:: Dane wejściowe
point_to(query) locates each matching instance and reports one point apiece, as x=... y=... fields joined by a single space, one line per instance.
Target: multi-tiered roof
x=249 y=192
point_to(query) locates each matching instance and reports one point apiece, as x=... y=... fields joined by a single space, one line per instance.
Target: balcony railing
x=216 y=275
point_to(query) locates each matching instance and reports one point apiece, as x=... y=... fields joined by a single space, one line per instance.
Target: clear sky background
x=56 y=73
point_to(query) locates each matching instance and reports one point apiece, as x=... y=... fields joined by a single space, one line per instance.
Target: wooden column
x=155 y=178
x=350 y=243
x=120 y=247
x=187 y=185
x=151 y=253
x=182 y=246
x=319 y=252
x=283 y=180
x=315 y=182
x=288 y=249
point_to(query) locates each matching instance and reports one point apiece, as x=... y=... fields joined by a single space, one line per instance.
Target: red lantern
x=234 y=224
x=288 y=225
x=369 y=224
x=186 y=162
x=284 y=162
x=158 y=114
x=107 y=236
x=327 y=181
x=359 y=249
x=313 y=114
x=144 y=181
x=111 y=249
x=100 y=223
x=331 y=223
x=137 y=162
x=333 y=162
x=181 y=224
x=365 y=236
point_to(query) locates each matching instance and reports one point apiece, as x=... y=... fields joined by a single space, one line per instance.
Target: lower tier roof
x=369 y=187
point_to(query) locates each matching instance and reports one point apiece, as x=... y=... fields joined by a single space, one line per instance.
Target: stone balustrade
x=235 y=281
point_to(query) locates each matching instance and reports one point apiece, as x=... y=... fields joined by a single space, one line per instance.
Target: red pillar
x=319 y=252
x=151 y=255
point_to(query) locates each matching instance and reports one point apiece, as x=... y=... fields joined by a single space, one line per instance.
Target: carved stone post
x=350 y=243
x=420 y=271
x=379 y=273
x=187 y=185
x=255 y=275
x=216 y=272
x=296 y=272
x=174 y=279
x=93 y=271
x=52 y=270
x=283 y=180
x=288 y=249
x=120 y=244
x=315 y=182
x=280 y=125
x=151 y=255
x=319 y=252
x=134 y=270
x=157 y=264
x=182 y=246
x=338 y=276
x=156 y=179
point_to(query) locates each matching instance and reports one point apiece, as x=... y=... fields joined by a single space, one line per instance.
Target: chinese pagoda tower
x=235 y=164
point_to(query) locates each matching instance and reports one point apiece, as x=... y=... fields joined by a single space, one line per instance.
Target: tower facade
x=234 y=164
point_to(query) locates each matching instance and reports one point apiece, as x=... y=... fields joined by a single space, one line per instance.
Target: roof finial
::::
Zamień "balcony railing" na "terrace railing" w liniach od samego początku aż do linii z "x=216 y=275" włącznie i podaj te linie ponownie. Wszystko inne pozostaw bez zmian.

Wynik ćwiczenia:
point_to(query) locates each matching instance and reports one point apiece, as x=... y=... fields joined by a single space, one line per instance.
Target: multi-tiered roof
x=249 y=192
point_to(query) locates each matching instance and reports one point apiece, as x=... y=... fields joined by a single space, one line per instance.
Target: terrace railing
x=216 y=275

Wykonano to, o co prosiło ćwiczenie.